_Text excerpt_:
- Opening Delimiter -
Two years ago, in the cold San Francisco summer of 2009, I found out I had sticky blood. Such sticky blood, in fact, that a finger-sized blood clot had formed in my chest just under my collar bone, cutting off blood supply on the right half of my body. Within a day of feeling an odd tingling in my hands, I found myself strung up in the emergency room, tiny wires threading through my veins in toward my heart and chest, weaving through my invisible vasculature system to get to the blood clot.
My body—this beautiful system, this interconnected being, this set of woven tissues—wasn’t working.
My doctor woke me up every hour for three days straight to make sure my heartbeat stayed above 30. My sister washed my hair, my nurse changed my pants. It was embarrassing, humbling, grace-giving, terrifying, illuminating.
On day five we elected for rib-removal surgery, and my vascular surgeon entertained me by describing his forays into the triathlon and open-water swimming world. I had been hungry to keep swimming, but at that time in my life I was working, working, chasing too much. I was … “busy.” What the hell is busy? One of the doctors cautioned me that if they cracked my chest open during the surgery, I might not be able to swim again.
Up until that point, I hadn’t cried.
- Closing Delimiter -
_Dataset records_:
- Opening Delimiter -
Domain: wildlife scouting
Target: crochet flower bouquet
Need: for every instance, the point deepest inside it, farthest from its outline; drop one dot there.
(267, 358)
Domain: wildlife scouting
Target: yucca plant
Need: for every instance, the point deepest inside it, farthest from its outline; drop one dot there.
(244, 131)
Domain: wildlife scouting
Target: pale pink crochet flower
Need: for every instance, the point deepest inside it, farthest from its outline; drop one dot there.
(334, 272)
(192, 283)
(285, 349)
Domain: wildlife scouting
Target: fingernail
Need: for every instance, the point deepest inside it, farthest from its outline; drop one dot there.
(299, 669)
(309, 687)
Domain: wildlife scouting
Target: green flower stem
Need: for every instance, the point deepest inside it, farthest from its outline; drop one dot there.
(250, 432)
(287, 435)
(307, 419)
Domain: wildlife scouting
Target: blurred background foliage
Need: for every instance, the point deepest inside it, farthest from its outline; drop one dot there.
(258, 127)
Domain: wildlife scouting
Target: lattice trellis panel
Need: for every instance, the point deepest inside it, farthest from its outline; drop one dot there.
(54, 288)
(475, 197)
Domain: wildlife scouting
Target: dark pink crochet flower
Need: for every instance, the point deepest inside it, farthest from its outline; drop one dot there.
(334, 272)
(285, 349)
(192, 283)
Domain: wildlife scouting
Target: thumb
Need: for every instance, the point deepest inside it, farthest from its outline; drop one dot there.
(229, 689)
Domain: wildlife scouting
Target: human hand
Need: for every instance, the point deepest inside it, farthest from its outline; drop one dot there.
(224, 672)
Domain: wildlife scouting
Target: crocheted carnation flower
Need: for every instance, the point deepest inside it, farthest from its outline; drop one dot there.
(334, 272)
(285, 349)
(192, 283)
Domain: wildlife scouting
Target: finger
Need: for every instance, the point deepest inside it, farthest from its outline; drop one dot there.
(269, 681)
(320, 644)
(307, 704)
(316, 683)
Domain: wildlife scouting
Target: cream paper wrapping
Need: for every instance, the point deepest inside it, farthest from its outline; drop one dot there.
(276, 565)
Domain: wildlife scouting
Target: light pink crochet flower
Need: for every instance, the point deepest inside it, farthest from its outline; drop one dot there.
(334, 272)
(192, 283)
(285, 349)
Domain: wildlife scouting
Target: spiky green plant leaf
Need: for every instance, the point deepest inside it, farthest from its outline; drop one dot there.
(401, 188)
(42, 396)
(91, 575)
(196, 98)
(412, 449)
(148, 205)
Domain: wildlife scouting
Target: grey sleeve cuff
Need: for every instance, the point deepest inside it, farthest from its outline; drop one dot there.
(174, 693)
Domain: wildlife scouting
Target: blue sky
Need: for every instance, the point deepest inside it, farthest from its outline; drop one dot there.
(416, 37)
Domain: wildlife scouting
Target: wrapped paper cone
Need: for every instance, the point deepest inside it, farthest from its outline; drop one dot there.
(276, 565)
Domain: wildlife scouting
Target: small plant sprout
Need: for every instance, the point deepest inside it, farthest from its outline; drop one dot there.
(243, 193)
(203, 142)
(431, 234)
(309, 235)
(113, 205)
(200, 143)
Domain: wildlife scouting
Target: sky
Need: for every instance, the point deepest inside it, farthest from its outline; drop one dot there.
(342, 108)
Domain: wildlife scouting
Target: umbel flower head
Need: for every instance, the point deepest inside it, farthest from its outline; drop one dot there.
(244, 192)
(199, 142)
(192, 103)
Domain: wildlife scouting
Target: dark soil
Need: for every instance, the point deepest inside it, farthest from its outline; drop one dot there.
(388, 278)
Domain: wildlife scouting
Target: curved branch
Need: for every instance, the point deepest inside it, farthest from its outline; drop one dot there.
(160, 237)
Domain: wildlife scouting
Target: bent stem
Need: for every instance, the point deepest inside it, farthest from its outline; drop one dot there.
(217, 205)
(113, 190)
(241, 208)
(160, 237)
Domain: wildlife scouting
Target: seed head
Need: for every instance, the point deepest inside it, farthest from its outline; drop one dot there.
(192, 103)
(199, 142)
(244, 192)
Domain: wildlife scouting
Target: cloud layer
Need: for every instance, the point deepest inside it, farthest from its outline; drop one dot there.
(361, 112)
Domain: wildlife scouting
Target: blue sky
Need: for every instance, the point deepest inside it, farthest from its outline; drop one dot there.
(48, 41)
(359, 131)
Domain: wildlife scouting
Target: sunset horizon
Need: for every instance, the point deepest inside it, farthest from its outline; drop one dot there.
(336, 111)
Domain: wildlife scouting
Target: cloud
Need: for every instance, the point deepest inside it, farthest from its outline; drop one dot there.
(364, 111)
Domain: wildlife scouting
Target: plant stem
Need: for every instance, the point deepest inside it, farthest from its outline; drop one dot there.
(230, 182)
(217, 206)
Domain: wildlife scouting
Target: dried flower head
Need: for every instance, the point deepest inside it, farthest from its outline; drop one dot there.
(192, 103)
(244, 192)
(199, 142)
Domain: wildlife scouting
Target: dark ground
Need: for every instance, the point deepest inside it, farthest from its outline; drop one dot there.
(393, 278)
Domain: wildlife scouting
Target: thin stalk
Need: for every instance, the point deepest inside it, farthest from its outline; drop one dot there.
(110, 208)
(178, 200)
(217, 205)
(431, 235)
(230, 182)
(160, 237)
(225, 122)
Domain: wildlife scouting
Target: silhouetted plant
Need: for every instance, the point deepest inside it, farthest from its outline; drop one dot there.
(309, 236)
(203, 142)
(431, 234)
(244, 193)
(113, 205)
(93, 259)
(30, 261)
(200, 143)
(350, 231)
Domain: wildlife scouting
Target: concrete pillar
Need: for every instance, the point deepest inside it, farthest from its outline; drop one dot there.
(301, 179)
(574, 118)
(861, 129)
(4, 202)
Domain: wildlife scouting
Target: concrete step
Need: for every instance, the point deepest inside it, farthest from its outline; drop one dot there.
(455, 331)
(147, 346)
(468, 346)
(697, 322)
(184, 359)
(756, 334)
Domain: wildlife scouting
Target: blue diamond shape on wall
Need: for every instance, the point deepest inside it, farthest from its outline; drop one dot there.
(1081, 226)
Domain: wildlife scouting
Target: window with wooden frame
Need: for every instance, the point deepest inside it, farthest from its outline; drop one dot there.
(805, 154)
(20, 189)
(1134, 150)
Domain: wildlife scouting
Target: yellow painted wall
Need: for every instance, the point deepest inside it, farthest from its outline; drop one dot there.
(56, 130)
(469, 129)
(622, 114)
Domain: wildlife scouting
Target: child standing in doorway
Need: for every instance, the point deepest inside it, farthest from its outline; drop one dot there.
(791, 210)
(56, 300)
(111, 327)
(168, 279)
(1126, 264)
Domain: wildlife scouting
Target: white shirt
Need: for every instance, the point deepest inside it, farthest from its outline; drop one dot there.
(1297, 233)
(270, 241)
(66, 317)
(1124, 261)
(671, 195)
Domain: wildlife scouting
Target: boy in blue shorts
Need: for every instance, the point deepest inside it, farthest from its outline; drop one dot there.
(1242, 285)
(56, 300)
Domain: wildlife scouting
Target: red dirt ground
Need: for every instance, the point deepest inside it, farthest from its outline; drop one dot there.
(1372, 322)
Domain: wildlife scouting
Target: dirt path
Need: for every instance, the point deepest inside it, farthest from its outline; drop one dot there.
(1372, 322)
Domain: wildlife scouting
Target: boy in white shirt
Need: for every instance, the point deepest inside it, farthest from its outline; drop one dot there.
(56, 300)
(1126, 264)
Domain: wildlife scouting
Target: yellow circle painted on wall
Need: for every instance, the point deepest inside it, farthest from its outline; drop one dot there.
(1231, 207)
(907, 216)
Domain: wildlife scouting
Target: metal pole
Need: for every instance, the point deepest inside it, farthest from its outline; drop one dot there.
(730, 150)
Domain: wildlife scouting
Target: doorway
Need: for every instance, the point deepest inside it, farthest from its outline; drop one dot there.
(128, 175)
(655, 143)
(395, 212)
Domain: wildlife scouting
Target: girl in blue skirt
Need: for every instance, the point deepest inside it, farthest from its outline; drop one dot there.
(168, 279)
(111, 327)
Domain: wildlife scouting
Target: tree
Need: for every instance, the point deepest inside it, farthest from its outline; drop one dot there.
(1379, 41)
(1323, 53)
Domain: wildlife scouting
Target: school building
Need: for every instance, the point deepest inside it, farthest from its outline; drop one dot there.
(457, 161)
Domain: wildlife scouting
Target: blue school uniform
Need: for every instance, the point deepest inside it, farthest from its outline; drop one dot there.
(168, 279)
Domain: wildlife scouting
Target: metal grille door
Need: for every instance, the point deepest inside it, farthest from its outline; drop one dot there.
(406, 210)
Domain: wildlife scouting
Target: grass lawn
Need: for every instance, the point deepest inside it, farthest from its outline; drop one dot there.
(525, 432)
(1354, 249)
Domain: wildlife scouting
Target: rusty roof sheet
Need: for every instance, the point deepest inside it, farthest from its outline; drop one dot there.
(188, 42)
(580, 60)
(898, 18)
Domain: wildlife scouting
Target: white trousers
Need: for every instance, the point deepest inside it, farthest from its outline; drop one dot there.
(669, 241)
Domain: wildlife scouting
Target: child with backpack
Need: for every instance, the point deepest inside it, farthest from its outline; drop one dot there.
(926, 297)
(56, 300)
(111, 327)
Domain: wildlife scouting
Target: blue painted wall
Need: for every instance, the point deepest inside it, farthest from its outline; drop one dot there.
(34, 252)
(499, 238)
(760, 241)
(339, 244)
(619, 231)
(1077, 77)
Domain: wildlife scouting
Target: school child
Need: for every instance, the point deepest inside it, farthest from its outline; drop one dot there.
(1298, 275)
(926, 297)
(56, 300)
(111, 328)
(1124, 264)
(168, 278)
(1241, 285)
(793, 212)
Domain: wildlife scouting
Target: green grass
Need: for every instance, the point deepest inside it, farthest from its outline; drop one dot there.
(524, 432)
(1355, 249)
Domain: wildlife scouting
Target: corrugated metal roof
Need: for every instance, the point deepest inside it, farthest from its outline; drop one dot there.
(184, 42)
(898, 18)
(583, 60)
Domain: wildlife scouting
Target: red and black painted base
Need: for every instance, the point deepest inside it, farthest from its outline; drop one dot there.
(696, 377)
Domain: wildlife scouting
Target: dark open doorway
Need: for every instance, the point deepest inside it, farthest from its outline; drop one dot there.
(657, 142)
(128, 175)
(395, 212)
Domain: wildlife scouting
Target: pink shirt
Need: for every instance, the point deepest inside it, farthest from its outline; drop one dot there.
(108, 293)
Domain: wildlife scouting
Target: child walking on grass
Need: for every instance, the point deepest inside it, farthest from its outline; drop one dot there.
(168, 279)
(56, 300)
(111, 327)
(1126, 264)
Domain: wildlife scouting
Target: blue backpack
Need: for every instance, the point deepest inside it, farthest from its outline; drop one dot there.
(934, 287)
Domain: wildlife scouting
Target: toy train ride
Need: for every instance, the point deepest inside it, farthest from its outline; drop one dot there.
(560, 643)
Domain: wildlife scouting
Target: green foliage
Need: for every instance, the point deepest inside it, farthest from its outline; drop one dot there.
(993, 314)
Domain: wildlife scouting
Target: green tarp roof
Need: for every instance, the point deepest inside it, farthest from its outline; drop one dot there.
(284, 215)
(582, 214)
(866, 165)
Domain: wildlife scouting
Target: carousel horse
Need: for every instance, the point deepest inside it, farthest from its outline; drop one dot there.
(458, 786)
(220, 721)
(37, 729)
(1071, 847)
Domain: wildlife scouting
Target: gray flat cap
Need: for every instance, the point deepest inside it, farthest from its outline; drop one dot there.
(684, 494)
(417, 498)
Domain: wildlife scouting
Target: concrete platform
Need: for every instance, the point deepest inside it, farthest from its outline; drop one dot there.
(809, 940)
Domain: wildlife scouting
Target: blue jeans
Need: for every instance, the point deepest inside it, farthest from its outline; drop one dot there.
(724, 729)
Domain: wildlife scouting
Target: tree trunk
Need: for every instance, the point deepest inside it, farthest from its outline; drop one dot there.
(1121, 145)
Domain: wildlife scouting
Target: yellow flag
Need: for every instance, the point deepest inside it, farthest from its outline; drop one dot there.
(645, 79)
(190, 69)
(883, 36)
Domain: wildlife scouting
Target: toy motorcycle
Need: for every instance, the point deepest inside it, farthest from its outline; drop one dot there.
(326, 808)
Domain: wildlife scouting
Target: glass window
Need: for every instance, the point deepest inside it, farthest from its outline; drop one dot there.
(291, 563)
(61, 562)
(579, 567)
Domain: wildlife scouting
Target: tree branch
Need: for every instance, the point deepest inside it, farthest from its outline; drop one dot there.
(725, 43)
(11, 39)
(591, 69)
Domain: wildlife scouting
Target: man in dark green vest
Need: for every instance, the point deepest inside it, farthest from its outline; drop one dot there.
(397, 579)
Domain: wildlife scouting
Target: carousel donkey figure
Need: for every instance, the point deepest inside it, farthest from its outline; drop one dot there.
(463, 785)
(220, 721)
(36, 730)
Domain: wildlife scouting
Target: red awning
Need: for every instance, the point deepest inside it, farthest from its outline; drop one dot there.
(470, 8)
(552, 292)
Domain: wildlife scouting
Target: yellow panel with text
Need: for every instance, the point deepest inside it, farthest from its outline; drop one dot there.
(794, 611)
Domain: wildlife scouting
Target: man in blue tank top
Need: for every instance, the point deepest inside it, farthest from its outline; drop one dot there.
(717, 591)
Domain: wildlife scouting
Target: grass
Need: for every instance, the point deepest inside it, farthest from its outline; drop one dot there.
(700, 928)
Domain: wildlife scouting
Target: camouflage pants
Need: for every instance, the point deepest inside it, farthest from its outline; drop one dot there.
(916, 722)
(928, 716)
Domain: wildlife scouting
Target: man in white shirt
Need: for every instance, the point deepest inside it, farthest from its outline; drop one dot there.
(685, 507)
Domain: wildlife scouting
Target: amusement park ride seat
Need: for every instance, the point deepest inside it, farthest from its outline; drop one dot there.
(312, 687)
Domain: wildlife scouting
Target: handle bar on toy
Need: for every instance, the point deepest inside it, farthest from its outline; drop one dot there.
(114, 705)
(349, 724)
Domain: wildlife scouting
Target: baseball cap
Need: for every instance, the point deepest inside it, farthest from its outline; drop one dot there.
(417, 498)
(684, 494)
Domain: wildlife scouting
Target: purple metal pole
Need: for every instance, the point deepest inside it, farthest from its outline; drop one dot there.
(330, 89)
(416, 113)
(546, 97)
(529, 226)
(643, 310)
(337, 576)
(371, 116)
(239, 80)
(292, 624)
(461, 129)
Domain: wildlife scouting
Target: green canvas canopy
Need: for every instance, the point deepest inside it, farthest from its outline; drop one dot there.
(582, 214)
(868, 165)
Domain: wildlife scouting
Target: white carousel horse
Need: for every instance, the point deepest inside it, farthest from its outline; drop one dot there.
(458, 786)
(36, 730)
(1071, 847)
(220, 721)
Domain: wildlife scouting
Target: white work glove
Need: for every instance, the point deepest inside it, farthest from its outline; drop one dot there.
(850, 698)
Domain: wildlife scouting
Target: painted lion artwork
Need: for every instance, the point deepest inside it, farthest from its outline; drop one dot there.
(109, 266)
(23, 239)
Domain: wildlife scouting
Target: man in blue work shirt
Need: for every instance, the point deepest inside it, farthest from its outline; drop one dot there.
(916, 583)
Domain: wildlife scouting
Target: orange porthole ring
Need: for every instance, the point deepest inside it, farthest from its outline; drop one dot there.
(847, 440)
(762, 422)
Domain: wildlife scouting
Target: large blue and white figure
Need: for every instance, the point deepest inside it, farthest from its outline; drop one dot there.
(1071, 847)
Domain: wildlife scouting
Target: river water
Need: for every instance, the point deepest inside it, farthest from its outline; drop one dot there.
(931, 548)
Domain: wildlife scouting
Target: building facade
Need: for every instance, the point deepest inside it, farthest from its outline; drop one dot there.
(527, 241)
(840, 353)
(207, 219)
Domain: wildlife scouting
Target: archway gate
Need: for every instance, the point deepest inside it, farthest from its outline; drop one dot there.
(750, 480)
- Closing Delimiter -
_Work to be completed_:
Copy the blood clot account in full, word for word. Work only from the blood clot account and set the material aside.

_Answer to the exercise_:
Two years ago, in the cold San Francisco summer of 2009, I found out I had sticky blood. Such sticky blood, in fact, that a finger-sized blood clot had formed in my chest just under my collar bone, cutting off blood supply on the right half of my body. Within a day of feeling an odd tingling in my hands, I found myself strung up in the emergency room, tiny wires threading through my veins in toward my heart and chest, weaving through my invisible vasculature system to get to the blood clot.
My body—this beautiful system, this interconnected being, this set of woven tissues—wasn’t working.
My doctor woke me up every hour for three days straight to make sure my heartbeat stayed above 30. My sister washed my hair, my nurse changed my pants. It was embarrassing, humbling, grace-giving, terrifying, illuminating.
On day five we elected for rib-removal surgery, and my vascular surgeon entertained me by describing his forays into the triathlon and open-water swimming world. I had been hungry to keep swimming, but at that time in my life I was working, working, chasing too much. I was … “busy.” What the hell is busy? One of the doctors cautioned me that if they cracked my chest open during the surgery, I might not be able to swim again.
Up until that point, I hadn’t cried.